Tally the lines in the records below that contain "banner" and return only the result.
****
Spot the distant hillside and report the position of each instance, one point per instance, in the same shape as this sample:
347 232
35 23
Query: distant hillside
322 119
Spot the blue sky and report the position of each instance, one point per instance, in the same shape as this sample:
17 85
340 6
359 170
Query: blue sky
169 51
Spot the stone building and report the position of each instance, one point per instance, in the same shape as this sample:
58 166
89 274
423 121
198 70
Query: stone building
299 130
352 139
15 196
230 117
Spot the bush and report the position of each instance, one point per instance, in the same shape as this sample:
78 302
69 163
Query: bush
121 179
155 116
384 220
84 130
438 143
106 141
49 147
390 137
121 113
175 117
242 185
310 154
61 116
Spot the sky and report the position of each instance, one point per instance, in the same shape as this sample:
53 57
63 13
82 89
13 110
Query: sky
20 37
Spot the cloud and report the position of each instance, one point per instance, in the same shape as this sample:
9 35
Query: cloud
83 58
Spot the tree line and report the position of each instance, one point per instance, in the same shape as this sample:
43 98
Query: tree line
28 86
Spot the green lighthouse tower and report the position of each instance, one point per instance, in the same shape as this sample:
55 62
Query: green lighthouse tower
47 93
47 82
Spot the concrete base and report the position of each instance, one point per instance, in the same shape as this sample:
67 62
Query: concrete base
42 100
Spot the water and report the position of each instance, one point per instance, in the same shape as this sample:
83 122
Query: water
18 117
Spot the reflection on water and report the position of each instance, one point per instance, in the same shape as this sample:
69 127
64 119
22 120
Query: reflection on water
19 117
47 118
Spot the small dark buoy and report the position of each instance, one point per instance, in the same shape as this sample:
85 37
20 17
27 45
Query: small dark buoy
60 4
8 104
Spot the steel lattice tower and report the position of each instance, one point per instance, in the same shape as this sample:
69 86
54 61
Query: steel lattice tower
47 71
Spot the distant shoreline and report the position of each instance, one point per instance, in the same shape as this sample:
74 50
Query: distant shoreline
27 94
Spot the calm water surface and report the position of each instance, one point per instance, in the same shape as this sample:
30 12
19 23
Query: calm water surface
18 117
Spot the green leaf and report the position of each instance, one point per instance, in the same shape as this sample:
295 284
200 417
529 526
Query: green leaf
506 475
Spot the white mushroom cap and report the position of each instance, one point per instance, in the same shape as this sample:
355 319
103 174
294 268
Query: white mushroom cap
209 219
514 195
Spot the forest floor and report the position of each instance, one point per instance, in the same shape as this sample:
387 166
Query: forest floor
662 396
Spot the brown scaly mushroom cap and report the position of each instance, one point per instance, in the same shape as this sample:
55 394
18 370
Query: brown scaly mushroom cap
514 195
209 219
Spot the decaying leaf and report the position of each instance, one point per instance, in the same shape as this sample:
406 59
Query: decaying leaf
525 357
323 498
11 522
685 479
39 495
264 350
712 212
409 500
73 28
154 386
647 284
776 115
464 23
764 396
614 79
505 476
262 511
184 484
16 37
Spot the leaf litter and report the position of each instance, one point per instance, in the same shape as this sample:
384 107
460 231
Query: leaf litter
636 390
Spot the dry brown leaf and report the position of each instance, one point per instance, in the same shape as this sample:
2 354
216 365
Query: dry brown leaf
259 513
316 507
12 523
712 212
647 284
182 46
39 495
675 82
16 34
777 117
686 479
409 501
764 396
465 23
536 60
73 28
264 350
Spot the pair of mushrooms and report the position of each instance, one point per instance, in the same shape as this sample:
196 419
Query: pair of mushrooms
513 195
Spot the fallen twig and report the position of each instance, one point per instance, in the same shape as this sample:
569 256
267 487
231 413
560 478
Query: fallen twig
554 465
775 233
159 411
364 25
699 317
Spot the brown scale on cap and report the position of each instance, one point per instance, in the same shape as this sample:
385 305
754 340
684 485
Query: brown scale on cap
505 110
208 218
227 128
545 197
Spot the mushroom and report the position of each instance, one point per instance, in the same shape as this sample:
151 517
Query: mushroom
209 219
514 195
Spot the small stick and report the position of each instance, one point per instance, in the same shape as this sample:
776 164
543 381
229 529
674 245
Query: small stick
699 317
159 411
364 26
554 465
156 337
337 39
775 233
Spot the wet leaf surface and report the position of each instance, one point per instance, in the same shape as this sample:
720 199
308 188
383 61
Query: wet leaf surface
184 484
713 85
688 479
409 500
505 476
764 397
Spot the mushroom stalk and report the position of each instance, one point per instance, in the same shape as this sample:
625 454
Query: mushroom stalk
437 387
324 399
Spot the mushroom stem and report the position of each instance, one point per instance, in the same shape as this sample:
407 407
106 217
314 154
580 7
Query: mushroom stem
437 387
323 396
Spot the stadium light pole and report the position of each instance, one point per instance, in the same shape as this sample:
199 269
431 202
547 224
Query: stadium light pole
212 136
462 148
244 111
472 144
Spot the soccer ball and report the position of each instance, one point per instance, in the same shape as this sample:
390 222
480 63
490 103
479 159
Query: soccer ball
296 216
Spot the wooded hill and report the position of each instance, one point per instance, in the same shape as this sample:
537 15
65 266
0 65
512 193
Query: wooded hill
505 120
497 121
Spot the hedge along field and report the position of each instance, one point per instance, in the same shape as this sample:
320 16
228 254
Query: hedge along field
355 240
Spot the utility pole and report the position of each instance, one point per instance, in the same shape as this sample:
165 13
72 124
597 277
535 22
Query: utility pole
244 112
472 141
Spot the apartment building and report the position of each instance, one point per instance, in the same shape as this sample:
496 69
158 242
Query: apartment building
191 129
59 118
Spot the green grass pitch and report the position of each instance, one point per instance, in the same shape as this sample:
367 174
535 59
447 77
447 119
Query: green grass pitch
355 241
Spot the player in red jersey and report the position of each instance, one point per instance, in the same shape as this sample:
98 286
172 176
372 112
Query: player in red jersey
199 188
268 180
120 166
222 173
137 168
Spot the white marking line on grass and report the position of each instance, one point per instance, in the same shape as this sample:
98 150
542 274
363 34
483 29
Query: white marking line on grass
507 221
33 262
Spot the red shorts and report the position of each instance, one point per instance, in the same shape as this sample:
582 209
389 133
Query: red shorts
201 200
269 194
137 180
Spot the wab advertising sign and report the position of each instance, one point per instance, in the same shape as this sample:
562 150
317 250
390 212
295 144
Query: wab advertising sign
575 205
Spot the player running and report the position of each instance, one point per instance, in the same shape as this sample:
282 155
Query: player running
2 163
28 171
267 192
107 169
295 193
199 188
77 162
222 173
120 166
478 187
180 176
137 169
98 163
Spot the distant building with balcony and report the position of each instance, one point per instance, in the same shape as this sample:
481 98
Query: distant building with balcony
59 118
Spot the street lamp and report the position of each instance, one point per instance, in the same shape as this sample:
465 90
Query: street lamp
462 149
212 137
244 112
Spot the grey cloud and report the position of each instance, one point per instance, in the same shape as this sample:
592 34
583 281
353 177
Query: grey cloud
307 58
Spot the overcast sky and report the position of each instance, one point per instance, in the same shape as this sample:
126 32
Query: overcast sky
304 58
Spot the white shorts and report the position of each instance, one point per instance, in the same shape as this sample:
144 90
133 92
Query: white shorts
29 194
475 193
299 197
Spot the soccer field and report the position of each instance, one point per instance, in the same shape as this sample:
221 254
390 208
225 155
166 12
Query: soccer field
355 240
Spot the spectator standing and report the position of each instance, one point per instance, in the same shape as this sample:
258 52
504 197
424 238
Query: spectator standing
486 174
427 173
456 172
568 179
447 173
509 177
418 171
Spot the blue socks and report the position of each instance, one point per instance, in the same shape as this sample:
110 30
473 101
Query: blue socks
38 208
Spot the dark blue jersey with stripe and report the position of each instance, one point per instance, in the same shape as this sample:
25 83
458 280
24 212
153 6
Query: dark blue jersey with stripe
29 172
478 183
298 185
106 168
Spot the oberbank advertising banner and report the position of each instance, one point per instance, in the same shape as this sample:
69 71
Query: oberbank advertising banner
****
| WRITTEN RESPONSE |
2